• [Activity 1] Reproduce a section of the cervical cancer passage word for word, beginning at the words "Due to the success" and stopping after the words "of the century.".
• [Activity 2]
Answer these questions from the cervical cancer passage:
(a) By what year is Australia set to reach its cervical cancer elimination target?
(b) Up to what age is the HPV vaccine free for girls and boys under the National HPV Vaccination Program?
(c) How often should women aged 25-74 have an HPV screening test?

Cervical cancer is a serious concern for women across Australia. In fact, every day, about 3 Australian women will be diagnosed with cervical cancer. The good news is that cervical cancer is one of the most preventable and treatable forms of cancer.
Due to the success of our HPV vaccination program and changes to the National Cervical Screening Program, Australia is on track to be the first country in the world to eliminate cervical cancer as a public health problem. If Australian vaccination and screening coverage are maintained at their current rates, we are set to reach this target by 2035.
It’s not just here on local shores where elimination is possible. Recent Cancer Council NSW research has found that if we achieve high global coverage with both HPV vaccination and cervical screening from 2020, we could prevent an incredible 13 million cases of cervical cancer over the next 50 years, and could achieve worldwide elimination of cervical cancer in most countries by the end of the century.
This is the first time that such predictions have been made at a global scale. While these findings are encouraging, we all have a part to play in ensuring that cervical cancer rates continue to decline.
Here are five ways you can reduce your risk of developing cervical cancer:
The current HPV vaccine protects against 90% of cervical cancers, as well as other HPV-related cancers. As part of the National HPV Vaccination Program, the vaccine is free for girls and boys aged up to 19 years, and recommended to be delivered at ages 12 and 13. Males and females aged 20 or older may still benefit from the HPV vaccine and can ask their GP for more information, or check out the website here.
However even if you’ve been vaccinated, you will still need regular screening tests as the HPV vaccine does not provide protection against all types of HPV.
In its early stages, cervical cancer usually has no symptoms. The only way to know if there are abnormal cells in the cervix, which may develop into cervical cancer, is to have a cervical screening test. HPV testing looks for the presence of the virus that causes cervical cancer, which means doctors can find women who could be at risk of developing cervical cancer in the future.
All women aged 25-74 are eligible to take part in the National Cervical Screening Program and should have an HPV screening test every five years, even if they have been vaccinated for HPV. More information can be found here.

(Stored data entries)
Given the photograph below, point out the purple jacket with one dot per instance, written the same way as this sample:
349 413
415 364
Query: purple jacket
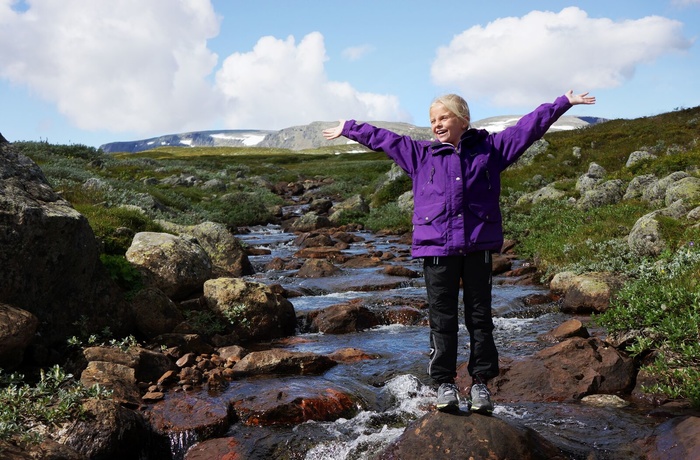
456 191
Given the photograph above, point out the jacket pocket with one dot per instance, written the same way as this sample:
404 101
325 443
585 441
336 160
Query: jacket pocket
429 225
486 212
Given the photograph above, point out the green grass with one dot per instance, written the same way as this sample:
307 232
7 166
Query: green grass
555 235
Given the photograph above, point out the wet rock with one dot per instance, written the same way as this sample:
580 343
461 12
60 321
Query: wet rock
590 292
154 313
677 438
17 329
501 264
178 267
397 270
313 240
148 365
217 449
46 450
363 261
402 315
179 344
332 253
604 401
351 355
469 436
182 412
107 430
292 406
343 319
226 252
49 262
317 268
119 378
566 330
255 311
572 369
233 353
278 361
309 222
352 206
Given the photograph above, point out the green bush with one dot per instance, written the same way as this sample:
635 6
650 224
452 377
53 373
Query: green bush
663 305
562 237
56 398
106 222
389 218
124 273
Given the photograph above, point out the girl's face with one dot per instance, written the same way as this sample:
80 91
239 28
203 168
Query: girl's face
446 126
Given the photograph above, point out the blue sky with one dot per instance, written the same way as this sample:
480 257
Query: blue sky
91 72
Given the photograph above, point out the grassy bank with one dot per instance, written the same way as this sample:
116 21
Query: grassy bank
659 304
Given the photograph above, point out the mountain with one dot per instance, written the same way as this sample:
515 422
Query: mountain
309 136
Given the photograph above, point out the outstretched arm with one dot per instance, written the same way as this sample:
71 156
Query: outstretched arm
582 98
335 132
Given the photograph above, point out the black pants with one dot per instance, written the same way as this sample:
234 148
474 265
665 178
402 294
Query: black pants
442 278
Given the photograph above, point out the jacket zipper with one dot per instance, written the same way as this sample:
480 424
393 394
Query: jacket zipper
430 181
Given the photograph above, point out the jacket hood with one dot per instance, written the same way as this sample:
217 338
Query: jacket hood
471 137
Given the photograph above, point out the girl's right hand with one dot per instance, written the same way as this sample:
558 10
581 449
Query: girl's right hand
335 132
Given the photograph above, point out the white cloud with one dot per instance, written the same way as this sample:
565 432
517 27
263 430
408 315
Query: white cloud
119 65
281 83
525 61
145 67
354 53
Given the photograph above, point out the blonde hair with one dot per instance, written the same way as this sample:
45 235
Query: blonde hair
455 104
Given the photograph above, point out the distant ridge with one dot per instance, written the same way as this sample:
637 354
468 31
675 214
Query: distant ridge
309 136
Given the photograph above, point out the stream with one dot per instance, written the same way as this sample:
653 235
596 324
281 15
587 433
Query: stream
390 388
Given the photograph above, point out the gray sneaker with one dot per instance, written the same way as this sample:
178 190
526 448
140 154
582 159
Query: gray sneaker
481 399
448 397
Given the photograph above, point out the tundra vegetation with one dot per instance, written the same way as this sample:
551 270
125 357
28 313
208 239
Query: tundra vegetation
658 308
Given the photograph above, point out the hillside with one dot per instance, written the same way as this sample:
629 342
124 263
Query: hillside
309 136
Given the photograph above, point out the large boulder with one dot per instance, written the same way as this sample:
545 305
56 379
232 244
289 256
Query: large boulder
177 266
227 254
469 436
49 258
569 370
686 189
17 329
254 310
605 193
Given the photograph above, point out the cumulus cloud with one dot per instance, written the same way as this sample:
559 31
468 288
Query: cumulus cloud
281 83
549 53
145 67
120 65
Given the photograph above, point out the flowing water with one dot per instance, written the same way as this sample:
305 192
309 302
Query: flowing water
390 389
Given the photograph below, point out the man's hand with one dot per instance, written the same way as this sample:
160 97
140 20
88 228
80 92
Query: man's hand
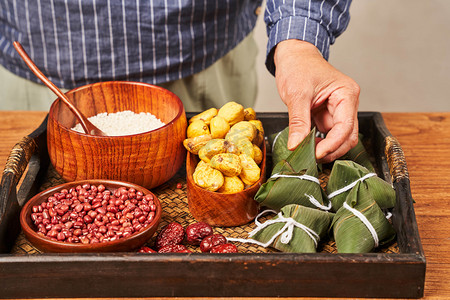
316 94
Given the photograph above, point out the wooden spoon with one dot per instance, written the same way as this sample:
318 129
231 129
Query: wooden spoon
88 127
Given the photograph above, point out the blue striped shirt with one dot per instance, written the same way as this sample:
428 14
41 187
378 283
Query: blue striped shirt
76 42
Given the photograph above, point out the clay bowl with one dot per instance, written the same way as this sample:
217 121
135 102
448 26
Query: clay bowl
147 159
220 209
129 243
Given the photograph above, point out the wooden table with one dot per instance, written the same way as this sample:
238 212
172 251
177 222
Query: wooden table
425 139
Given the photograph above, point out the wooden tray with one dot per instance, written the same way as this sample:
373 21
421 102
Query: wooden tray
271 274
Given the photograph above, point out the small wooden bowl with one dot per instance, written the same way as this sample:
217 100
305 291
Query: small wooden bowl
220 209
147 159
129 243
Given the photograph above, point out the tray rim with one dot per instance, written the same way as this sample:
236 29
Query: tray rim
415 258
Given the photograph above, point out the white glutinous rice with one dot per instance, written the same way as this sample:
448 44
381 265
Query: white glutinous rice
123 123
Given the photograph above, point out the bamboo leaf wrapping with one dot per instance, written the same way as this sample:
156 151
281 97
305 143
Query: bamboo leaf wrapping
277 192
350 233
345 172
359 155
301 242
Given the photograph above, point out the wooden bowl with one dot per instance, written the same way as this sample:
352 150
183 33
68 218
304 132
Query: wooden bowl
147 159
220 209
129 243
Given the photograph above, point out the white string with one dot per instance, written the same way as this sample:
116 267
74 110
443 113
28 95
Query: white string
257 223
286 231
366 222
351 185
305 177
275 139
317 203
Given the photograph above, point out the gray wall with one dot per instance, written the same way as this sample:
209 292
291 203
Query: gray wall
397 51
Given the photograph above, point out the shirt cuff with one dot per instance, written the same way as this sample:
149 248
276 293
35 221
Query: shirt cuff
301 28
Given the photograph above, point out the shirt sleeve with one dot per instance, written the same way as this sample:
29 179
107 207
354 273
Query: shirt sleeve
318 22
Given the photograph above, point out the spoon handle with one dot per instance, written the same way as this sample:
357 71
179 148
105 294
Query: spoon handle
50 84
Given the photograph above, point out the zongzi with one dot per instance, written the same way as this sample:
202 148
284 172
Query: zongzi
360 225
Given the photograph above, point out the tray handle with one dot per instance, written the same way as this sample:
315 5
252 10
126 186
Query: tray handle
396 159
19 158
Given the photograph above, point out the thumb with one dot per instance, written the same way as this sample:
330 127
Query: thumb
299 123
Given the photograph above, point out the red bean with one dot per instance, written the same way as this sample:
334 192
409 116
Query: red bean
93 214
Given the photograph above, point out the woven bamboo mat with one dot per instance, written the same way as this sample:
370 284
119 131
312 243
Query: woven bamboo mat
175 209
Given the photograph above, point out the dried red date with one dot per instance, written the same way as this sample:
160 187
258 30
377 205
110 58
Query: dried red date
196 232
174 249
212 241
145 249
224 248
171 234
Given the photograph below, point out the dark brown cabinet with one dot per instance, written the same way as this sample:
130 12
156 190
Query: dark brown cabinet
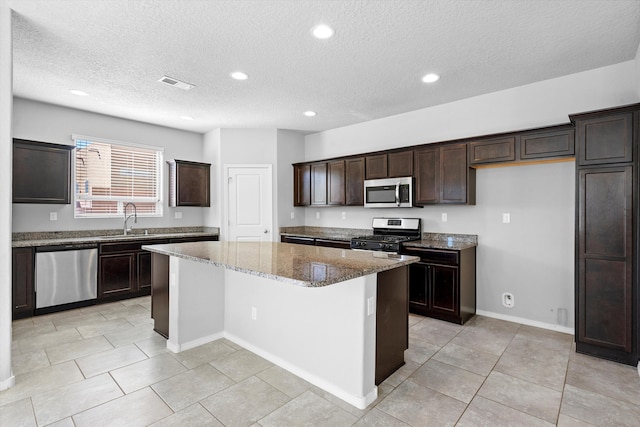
...
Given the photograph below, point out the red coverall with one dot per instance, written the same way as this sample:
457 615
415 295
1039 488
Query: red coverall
==
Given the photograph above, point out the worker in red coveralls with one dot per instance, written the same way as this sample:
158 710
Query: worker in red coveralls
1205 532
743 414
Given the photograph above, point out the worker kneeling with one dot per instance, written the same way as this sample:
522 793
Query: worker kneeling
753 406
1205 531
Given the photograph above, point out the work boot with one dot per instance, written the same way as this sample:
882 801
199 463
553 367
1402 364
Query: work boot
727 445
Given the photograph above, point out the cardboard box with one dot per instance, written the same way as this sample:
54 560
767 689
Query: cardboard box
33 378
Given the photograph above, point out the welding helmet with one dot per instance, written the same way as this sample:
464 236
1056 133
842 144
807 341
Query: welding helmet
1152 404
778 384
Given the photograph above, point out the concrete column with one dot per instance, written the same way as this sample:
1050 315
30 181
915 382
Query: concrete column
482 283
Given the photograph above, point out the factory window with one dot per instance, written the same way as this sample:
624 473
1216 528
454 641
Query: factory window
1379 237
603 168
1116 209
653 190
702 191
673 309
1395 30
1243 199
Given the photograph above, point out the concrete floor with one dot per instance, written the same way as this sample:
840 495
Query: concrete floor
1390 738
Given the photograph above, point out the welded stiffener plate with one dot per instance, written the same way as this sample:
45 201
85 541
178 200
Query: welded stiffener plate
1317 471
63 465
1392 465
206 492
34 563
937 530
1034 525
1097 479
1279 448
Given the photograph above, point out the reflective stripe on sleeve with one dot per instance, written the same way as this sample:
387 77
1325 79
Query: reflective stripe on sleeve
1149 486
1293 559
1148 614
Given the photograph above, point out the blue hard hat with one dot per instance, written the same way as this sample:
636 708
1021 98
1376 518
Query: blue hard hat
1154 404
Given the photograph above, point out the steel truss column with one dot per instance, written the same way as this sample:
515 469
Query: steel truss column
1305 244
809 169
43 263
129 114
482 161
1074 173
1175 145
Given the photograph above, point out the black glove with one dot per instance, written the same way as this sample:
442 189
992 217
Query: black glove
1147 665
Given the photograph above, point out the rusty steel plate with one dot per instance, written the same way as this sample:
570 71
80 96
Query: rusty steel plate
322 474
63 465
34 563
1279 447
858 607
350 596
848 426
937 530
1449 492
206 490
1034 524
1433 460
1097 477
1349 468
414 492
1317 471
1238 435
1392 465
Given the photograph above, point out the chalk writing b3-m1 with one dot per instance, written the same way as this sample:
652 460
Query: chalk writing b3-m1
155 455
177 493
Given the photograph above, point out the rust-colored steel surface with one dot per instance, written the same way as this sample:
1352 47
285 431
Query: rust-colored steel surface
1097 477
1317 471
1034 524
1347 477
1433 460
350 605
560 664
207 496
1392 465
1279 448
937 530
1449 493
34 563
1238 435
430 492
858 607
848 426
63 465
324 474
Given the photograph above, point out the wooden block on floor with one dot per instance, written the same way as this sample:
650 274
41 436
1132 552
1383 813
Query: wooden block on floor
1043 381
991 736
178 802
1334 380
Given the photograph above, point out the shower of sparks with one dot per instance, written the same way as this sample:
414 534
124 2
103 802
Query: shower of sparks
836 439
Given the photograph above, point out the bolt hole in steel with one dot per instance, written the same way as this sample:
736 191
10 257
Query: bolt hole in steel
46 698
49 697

• [Exercise output 1]
Due to the success of our HPV vaccination program and changes to the National Cervical Screening Program, Australia is on track to be the first country in the world to eliminate cervical cancer as a public health problem. If Australian vaccination and screening coverage are maintained at their current rates, we are set to reach this target by 2035.
It’s not just here on local shores where elimination is possible. Recent Cancer Council NSW research has found that if we achieve high global coverage with both HPV vaccination and cervical screening from 2020, we could prevent an incredible 13 million cases of cervical cancer over the next 50 years, and could achieve worldwide elimination of cervical cancer in most countries by the end of the century.

• [Exercise output 2]
(a) 2035
(b) Up to 19 years
(c) Every five years